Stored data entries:
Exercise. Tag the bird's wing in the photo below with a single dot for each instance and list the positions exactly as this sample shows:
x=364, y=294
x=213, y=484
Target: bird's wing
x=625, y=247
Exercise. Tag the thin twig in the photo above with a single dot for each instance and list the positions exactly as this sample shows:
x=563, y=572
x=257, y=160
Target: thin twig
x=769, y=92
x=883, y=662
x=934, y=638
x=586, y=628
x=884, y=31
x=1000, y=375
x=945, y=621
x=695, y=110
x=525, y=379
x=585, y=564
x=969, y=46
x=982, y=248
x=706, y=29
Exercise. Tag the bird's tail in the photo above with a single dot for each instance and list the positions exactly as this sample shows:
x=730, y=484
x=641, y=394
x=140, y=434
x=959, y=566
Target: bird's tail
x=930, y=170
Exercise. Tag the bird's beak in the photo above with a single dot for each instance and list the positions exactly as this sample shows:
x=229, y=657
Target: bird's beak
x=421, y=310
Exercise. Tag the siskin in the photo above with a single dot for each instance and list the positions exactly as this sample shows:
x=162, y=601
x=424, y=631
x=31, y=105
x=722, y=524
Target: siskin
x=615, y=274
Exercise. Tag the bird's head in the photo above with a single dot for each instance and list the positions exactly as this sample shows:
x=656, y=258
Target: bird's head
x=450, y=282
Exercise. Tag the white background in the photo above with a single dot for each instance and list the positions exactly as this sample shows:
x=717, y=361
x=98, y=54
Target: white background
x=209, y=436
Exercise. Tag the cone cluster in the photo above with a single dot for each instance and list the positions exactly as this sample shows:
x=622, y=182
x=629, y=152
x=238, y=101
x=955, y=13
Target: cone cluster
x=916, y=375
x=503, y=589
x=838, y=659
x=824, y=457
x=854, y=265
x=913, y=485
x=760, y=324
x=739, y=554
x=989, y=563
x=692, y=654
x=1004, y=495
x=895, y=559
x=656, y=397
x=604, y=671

• **Instructions to follow**
The required output is every line above from the one with "Target: bird's head" down to the one with "x=955, y=13", restated word for word, ends included.

• **Response to this exercise**
Target: bird's head
x=450, y=282
Exercise. Tag the white background in the photo above with a single dot for each instance and list the positions exactly as this sample shows:
x=717, y=361
x=98, y=54
Target: white background
x=209, y=436
Exercise. Tag the cone cluster in the photo above with a single dot for each instance and list the positions exactly as this sample shows:
x=622, y=182
x=629, y=152
x=238, y=101
x=955, y=13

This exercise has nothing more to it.